Write the entries out again exactly as they stand, but without the pictures.

— Start of Data extract —

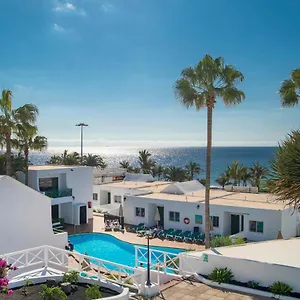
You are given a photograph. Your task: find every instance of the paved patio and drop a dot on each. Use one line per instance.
(97, 225)
(186, 290)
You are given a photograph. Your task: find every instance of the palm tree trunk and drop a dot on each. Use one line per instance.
(208, 168)
(8, 155)
(26, 152)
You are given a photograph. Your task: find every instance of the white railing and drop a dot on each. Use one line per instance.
(64, 261)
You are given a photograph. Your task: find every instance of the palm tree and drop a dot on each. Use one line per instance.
(193, 168)
(55, 160)
(257, 174)
(223, 179)
(7, 125)
(124, 164)
(285, 172)
(26, 130)
(28, 141)
(290, 89)
(173, 173)
(146, 163)
(200, 87)
(94, 161)
(65, 159)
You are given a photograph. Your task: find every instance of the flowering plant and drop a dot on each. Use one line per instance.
(4, 268)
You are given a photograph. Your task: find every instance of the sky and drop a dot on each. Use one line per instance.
(113, 63)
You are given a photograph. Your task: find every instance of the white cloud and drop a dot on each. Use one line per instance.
(69, 7)
(107, 8)
(58, 28)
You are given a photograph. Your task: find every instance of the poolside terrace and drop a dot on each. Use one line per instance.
(97, 225)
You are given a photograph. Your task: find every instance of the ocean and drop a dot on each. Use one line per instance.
(221, 156)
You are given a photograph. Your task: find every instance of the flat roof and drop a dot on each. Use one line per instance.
(283, 252)
(217, 196)
(221, 197)
(149, 186)
(52, 167)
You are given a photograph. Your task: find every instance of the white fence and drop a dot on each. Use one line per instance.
(63, 261)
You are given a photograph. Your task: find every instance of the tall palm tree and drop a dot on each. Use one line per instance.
(124, 164)
(200, 86)
(290, 90)
(145, 161)
(7, 125)
(173, 173)
(25, 131)
(193, 168)
(94, 161)
(258, 173)
(27, 141)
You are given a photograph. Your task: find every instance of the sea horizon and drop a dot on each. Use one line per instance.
(177, 156)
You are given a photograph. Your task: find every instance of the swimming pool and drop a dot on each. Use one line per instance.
(107, 247)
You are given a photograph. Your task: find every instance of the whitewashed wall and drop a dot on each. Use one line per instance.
(80, 180)
(271, 218)
(244, 270)
(25, 218)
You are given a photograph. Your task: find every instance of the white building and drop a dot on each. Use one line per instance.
(25, 218)
(265, 262)
(70, 189)
(181, 206)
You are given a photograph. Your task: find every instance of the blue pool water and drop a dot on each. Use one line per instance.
(109, 248)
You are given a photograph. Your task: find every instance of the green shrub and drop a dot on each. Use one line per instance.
(280, 288)
(52, 293)
(253, 284)
(93, 292)
(71, 277)
(221, 275)
(222, 241)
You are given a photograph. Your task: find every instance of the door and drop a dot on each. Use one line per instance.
(55, 212)
(55, 183)
(82, 214)
(235, 224)
(161, 214)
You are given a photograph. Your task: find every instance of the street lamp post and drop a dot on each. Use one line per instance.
(148, 283)
(81, 125)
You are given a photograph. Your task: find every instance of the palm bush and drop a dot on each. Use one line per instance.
(284, 181)
(52, 293)
(71, 277)
(93, 292)
(280, 288)
(222, 275)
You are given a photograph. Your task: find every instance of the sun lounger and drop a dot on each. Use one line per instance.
(191, 237)
(174, 234)
(135, 228)
(165, 233)
(183, 235)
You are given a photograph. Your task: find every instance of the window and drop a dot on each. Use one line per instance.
(118, 199)
(140, 212)
(174, 216)
(215, 221)
(198, 219)
(256, 226)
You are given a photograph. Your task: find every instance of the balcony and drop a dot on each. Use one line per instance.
(59, 194)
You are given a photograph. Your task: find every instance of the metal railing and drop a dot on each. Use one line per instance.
(59, 194)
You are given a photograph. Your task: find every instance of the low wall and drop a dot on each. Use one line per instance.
(124, 292)
(243, 270)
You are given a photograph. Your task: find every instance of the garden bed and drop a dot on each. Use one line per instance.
(33, 293)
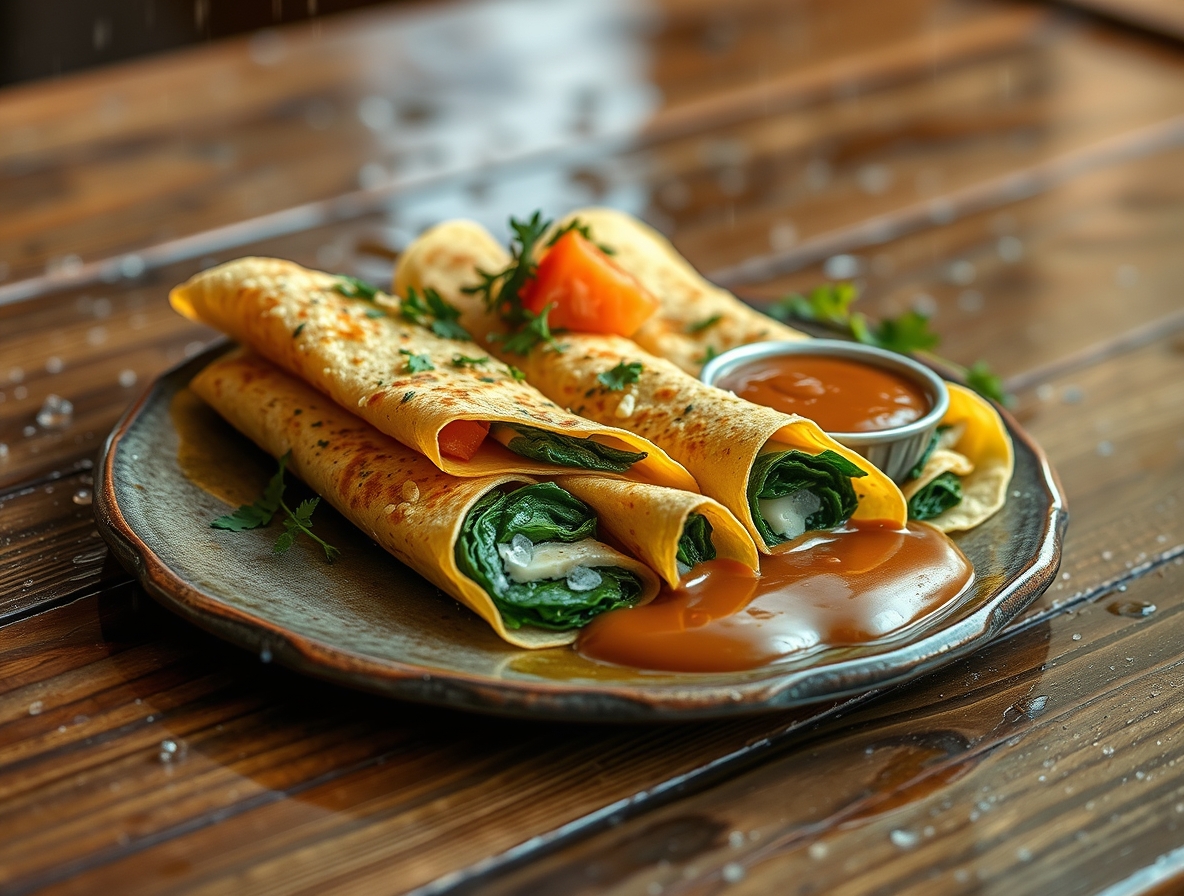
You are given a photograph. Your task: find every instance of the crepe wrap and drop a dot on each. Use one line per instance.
(713, 433)
(359, 355)
(688, 300)
(393, 494)
(977, 449)
(982, 456)
(648, 521)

— End of Data extract —

▶ [The solution]
You are given a photograph. Your task: find every instance of the paved patio and drop a dot on each. Use one line per instance.
(97, 225)
(186, 290)
You are given a photograph. Your task: find every instance of the palm tree trunk and drop a dot on each. Use one line per instance.
(208, 168)
(8, 155)
(26, 152)
You are given a photograph. Your task: find every instance of the white railing and drop a dot on each. Use one line per instance.
(64, 261)
You are given a photograph. Your task: find every instance of the palm tree and drop a dot on each. Use one line per instance.
(193, 168)
(55, 160)
(257, 174)
(223, 179)
(7, 125)
(124, 164)
(285, 172)
(26, 130)
(28, 141)
(290, 89)
(173, 173)
(146, 163)
(200, 87)
(94, 161)
(65, 159)
You are given a photograph. Your task: find every instance of the flowering plant and drop a dot on each. Use one line per instance.
(4, 268)
You are given a photograph. Your task: find every instance of the sky and drop a dot on each. Use one line per instance.
(113, 63)
You are given a photograph. Your task: find every instance of the white cloud and drop a dot on each. Use one line per instance.
(69, 7)
(107, 8)
(58, 28)
You are given a photograph. Your task: find every instance of the poolside terrace and drop a dot on each. Use one line per instance.
(97, 225)
You are given a photograph. Your task: find every instance of the ocean and drop a dot on each. Use one line per instance.
(221, 156)
You are given a photograph. Your task: find every instance of the flat roof and drop a dot on each. Use one line per instance.
(283, 252)
(217, 196)
(221, 197)
(149, 186)
(52, 167)
You are given a photograph. Your task: find every instance of the white fence and drop a dot on each. Use one line per instance.
(63, 261)
You are given a photograph. Your task: find every instance of the tall palm tree and drop a dot on each. Use one line per instance.
(124, 164)
(200, 86)
(290, 90)
(145, 161)
(7, 125)
(173, 173)
(25, 131)
(193, 168)
(94, 161)
(258, 173)
(27, 141)
You are given a photograph. Your task: find every instance of the sea horizon and drop a dot on each. Use one line per instance.
(177, 156)
You are given a photograph. Your task: find every instance of the swimming pool and drop a dot on each. Use one line per instance.
(107, 247)
You are given a photograph. Your task: find every instance of the whitewashed wall and drop a dot on each. Use one line per instance.
(80, 180)
(271, 218)
(244, 270)
(25, 218)
You are given a photograph. Your task: find every instance of the white building and drop a dot on each. Use one line per instance.
(25, 218)
(265, 262)
(70, 189)
(181, 206)
You are given a photograph. Your task: find every instance of the blue pool water and drop a dot on each. Use one line per instance.
(109, 248)
You are given a photograph. Your task: find every instance of the green shrub and drop a dot on each. Use one line per instance.
(280, 288)
(52, 293)
(253, 284)
(93, 292)
(71, 277)
(221, 275)
(222, 241)
You are given a photograph. Your task: find every instance of the door and drop a dot on each. Use one line per instance.
(55, 212)
(55, 183)
(82, 214)
(235, 224)
(161, 214)
You are given a photograph. Your task: find every instance of the street lamp post and drop a dot on each. Use one line per instance.
(148, 283)
(81, 125)
You are given a photograph. Your task: find every instance of the palm bush and drop a dot on each. Use one line per instance.
(284, 181)
(52, 293)
(71, 277)
(93, 292)
(280, 288)
(222, 275)
You are given a photograph. Your task: find every instance of the sun lounger and drop a dot on each. Use one line per instance.
(191, 237)
(174, 234)
(135, 228)
(165, 233)
(183, 235)
You are given a photograph. Your task: find every instance of the window and drop a dot on each. Use one line per instance.
(118, 199)
(140, 212)
(174, 216)
(215, 221)
(198, 219)
(256, 226)
You are given a photograph. Your task: find every instance of the balcony and drop a dot on each. Use one line per instance.
(59, 194)
You are given a photograph. Your task: find every instance of the metal railing and drop a dot on each. Use one line per instance.
(59, 194)
You are given a photograph. Your task: find every instance of the low wall and drop a dot on each. Use one line per instance.
(124, 292)
(243, 270)
You are given a photograph. Your task: find every instance of the garden bed and drop a dot on each. Use one line per instance.
(33, 293)
You are given a photograph. Your task: find every instance of the crepe wrap and drop a dot on each. Use one line per instance.
(713, 433)
(359, 355)
(688, 300)
(393, 494)
(977, 449)
(982, 456)
(648, 521)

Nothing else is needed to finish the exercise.